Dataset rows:
● ● ● ● ● ● ●
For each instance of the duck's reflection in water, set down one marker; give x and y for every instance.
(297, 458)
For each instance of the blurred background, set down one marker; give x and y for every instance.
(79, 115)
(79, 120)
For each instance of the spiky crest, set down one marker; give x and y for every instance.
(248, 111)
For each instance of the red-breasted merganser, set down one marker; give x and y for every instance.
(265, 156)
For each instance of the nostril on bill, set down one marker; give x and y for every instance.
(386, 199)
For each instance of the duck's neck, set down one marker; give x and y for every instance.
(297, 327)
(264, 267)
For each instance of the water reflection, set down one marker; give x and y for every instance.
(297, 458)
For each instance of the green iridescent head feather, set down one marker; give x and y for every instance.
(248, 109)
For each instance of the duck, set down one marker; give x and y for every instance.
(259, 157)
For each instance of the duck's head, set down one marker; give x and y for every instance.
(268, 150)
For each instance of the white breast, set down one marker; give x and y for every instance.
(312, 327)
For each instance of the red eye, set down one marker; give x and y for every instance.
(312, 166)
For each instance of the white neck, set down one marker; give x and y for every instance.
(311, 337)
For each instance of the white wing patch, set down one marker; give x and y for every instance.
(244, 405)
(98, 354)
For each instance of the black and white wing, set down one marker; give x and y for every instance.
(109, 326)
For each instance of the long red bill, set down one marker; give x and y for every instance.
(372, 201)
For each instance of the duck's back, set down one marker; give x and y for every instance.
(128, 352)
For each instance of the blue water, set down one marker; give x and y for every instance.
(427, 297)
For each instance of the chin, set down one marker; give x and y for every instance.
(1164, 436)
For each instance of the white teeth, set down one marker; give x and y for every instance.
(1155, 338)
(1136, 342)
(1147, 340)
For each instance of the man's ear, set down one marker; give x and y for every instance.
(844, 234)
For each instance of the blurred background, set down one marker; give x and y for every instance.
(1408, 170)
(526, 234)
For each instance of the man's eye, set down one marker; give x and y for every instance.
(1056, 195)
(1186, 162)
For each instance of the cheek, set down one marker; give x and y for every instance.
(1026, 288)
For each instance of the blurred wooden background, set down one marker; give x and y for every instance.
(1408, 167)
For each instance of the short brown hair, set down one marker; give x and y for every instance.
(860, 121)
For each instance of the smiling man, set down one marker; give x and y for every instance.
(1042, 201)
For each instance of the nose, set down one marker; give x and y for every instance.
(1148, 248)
● ● ● ● ● ● ●
Change "set down one marker" to "place a single point" wherever it occurs in the dataset rows above, and reproduce every line with nothing else altered.

For each instance of the duck's reflection in water, place a single point; give x and y for every instance.
(297, 458)
For each instance of the blurred background, place a single point; give x and y for every instance.
(79, 115)
(79, 120)
For each instance of the spiky crest, place a single point; give x and y for every instance.
(248, 111)
For each instance of the red-breasted merganser, place a single point; give x and y for every instance.
(265, 156)
For each instance of the nostril on bill, place a single point; give x and y for every instance.
(386, 199)
For each instance of the duck's neck, place a single point; give x and y for every instance.
(297, 327)
(264, 267)
For each instance of the water reflection, place a single point; give x and y for every instance.
(297, 458)
For each instance of the green iridescent head feather, place a single point; give x and y for every instance.
(248, 109)
For each instance of the duck, place a single point; give x and y for every instance.
(259, 157)
For each instance of the duck's head, place a single point; give x and y for every instance.
(268, 150)
For each instance of the white breast, place a single point; give x and y for every instance.
(312, 327)
For each instance of the red eye, place a single point; give x and y for every instance.
(312, 166)
For each instance of the white neck, place a single point; give x and y for every instance.
(311, 337)
For each instance of the white wing patch, place a single point; give x and y for every instance.
(244, 405)
(98, 354)
For each instance of the black and white wing, place a single point; give x and y for every instance.
(109, 326)
For each instance of the long red bill, place a single point; give x and y for every instance.
(372, 201)
For each instance of the duck's back, place a single point; give x and y for every instance.
(128, 352)
For each instance of the blue water, place a single point; give x and y for every instance.
(427, 297)
For each instance of the chin, place a single point; give x and y for every instance.
(1164, 436)
For each instance of the white teeth, place a single point; give x and y for every instance.
(1155, 338)
(1136, 342)
(1147, 340)
For each instance of the man's ear, place a single point; give x and y for every instance.
(844, 234)
For each instance of the blurred background, place a single point; give x and y for every instance.
(1408, 170)
(526, 234)
For each instance of the man's eye, place a single point; give x and y for every instance.
(1056, 195)
(1186, 162)
For each instance of the cheek, place a single point; give x and y for every instance.
(1026, 288)
For each instance of the blurred wooden background, place a single point; give x and y for every instance.
(1408, 167)
For each instance of the short brown hair, place a single point; give x and y for every instance.
(860, 121)
For each instance of the smiling man, place a single point; give x and y for every instance.
(1042, 201)
For each instance of the nose, place a single point; give x and y for every instance.
(1148, 248)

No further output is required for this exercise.